___ Estratto scelto
Sabato sera, ore 22, dalla polizia del Casilino arriva una richiesta per un’autoambulanza: un semplice codice giallo per un uomo. Ma due ore dopo: il mezzo non è ancora arrivato. E al 118 arriva una telefonata di sollecito, ma i mezzi - per una serie di congiunture - sono destinati soltanto ai casi più urgenti. La ripartizione a Roma delle zone d’intervento dell’Ares, con la collocazione delle stesse macchine, è concentrica: e in quell’area non c’erano disponibilità se non per le emergenze. Questo, almeno, è quello che avviene dopo le 22, quando le autoambulanze nelle strade della Capitale sono in media circa 44 in una città sulla quale gravitano ogni giorno quasi quattro milioni tra residenti, turisti e pendolari.
______
___ Dati estratti
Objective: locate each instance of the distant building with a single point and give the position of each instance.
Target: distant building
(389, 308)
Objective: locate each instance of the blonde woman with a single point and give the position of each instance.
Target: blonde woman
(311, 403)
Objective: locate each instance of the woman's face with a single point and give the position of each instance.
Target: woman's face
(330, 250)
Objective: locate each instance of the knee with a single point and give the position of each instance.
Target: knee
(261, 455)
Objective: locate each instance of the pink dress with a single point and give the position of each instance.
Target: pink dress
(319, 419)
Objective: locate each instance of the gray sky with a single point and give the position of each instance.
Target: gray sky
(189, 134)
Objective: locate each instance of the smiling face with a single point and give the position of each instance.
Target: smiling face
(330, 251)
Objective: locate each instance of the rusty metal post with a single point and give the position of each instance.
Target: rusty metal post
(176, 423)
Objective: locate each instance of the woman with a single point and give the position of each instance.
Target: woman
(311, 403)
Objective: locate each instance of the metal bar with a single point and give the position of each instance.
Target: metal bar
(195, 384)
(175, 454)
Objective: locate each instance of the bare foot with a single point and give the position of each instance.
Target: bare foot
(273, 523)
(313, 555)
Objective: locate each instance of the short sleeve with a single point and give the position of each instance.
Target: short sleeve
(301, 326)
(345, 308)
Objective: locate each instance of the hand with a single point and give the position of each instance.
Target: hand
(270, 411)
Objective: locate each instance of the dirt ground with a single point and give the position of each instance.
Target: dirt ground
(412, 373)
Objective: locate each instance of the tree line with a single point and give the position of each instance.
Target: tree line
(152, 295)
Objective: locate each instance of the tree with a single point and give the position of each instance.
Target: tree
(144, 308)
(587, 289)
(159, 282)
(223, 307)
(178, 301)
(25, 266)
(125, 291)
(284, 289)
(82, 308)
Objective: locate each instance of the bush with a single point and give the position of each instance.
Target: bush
______
___ Dati estratti
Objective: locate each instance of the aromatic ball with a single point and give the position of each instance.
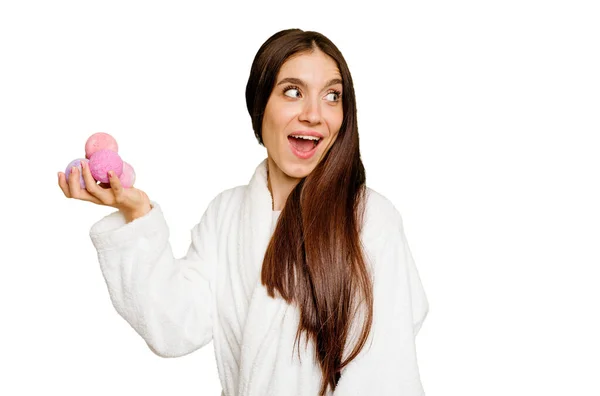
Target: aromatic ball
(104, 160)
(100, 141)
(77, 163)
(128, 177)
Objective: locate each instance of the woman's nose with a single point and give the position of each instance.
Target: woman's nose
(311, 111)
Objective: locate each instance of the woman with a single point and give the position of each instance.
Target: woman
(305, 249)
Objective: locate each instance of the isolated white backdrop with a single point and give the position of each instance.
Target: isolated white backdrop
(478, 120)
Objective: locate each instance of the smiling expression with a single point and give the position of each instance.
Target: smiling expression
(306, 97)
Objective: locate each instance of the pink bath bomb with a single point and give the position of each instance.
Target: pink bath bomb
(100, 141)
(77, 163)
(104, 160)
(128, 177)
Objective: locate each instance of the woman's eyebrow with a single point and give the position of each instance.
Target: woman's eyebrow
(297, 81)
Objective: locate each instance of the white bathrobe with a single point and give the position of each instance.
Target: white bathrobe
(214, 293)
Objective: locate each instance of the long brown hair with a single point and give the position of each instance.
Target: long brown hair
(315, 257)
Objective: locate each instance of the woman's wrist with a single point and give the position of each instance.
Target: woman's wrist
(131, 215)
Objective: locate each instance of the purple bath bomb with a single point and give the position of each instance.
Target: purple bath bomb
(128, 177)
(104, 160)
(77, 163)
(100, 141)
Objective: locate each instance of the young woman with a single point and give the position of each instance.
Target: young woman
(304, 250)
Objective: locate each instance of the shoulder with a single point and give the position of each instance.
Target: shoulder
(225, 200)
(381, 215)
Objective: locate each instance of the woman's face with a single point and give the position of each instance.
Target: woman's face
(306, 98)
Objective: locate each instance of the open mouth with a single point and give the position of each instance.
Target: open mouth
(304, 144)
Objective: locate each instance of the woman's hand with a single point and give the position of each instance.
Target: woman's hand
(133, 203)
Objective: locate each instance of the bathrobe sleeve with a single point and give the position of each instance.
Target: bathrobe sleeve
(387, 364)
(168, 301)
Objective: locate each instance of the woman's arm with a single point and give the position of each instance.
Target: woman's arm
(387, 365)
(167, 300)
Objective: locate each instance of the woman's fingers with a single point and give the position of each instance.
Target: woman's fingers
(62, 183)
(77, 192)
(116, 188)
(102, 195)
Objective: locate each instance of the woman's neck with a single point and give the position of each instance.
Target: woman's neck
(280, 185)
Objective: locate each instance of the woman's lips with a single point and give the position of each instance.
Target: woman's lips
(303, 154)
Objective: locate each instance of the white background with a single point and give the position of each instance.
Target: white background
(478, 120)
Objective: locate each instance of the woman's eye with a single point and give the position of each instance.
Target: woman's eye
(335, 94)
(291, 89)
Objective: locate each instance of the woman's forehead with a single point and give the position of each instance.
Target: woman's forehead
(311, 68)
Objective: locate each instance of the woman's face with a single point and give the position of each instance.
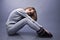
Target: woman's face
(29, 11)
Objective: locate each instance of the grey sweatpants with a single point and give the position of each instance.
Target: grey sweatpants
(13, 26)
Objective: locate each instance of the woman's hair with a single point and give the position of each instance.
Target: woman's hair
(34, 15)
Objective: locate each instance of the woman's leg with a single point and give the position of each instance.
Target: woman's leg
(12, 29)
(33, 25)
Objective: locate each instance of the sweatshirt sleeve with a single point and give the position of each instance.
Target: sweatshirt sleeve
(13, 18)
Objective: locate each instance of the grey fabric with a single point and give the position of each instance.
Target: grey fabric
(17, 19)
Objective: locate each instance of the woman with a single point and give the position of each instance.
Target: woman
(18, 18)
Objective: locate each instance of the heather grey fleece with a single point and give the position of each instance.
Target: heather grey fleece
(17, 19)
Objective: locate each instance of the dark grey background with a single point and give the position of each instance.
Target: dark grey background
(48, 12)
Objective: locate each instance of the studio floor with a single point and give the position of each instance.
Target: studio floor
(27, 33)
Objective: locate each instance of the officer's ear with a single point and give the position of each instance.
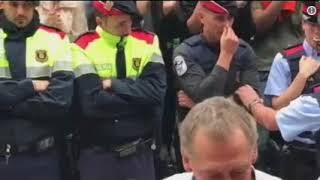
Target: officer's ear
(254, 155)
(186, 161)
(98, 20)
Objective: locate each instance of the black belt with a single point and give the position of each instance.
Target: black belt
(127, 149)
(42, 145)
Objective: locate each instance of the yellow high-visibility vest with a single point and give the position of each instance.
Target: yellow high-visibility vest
______
___ Dati estratti
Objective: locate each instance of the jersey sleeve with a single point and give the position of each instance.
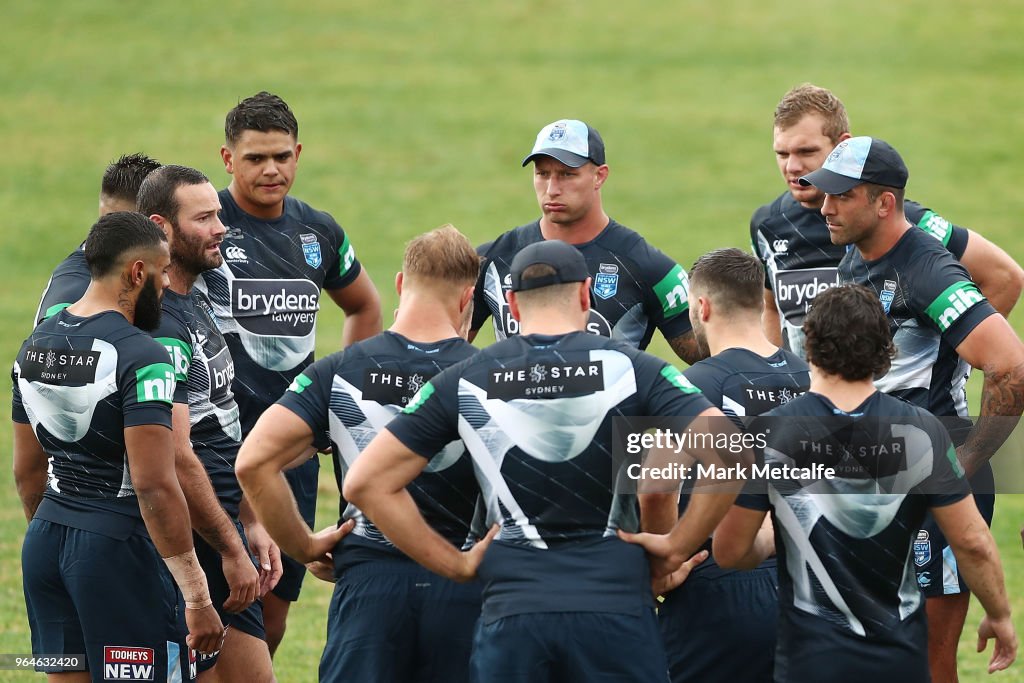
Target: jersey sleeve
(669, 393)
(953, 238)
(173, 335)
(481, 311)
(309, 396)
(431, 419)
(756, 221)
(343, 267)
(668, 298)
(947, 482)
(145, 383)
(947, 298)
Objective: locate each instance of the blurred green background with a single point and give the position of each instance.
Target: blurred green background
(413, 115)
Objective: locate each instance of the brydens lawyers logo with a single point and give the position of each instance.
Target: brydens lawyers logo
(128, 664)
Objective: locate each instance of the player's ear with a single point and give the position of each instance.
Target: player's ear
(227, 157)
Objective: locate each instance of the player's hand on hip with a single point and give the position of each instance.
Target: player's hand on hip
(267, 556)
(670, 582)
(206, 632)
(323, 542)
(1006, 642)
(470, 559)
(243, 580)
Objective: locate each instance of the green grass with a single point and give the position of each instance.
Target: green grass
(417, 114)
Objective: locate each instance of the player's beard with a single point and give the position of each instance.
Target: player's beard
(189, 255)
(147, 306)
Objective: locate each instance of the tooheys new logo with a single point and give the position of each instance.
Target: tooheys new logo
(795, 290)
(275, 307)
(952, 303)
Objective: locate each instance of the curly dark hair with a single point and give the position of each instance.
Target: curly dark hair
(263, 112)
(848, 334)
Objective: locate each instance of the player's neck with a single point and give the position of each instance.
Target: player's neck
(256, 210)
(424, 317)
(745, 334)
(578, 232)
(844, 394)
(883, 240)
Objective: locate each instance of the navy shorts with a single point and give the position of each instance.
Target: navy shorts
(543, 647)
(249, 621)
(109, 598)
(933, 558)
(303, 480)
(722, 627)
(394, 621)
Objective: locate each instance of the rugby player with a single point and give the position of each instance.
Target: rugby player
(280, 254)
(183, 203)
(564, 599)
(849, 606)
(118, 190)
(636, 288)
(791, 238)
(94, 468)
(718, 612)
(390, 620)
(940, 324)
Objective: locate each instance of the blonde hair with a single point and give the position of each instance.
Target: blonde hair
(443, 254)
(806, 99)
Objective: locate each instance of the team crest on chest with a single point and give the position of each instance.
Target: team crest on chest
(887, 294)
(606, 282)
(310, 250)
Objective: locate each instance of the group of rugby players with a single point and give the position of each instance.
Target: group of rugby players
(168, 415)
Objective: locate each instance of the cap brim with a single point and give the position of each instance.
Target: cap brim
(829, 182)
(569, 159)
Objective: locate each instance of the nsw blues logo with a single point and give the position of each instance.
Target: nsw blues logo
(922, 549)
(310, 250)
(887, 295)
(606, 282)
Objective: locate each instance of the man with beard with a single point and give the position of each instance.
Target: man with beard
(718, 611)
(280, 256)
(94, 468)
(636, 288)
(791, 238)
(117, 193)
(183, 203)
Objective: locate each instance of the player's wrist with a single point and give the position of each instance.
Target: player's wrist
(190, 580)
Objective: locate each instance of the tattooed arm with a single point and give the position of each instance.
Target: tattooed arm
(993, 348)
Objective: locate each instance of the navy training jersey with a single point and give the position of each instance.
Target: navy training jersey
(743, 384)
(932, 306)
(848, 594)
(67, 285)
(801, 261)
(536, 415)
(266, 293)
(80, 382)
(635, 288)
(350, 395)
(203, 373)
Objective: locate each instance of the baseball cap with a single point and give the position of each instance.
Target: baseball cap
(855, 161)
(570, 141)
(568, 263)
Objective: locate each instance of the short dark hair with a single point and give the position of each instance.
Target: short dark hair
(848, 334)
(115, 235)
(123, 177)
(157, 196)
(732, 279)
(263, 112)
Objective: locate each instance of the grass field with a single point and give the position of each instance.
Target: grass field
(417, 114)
______
Domande sul materiale:
a: Per favore, ricopia dal brano sulle ambulanze a Roma il passo che comincia con "Sabato sera, ore" e prosegue fino a "turisti e pendolari.".
b: Spiega in una-tre frasi perché, secondo il brano sulle ambulanze a Roma, l'autoambulanza richiesta per il codice giallo non era ancora arrivata due ore dopo.
Il materiale qui sopra è indipendente dal brano.

Risposte attese:
a:
Sabato sera, ore 22, dalla polizia del Casilino arriva una richiesta per un’autoambulanza: un semplice codice giallo per un uomo. Ma due ore dopo: il mezzo non è ancora arrivato. E al 118 arriva una telefonata di sollecito, ma i mezzi - per una serie di congiunture - sono destinati soltanto ai casi più urgenti. La ripartizione a Roma delle zone d’intervento dell’Ares, con la collocazione delle stesse macchine, è concentrica: e in quell’area non c’erano disponibilità se non per le emergenze. Questo, almeno, è quello che avviene dopo le 22, quando le autoambulanze nelle strade della Capitale sono in media circa 44 in una città sulla quale gravitano ogni giorno quasi quattro milioni tra residenti, turisti e pendolari.

b: Per una serie di congiunture i mezzi erano destinati soltanto ai casi più urgenti. In quell'area non c'erano disponibilità se non per le emergenze, mentre la richiesta riguardava un semplice codice giallo.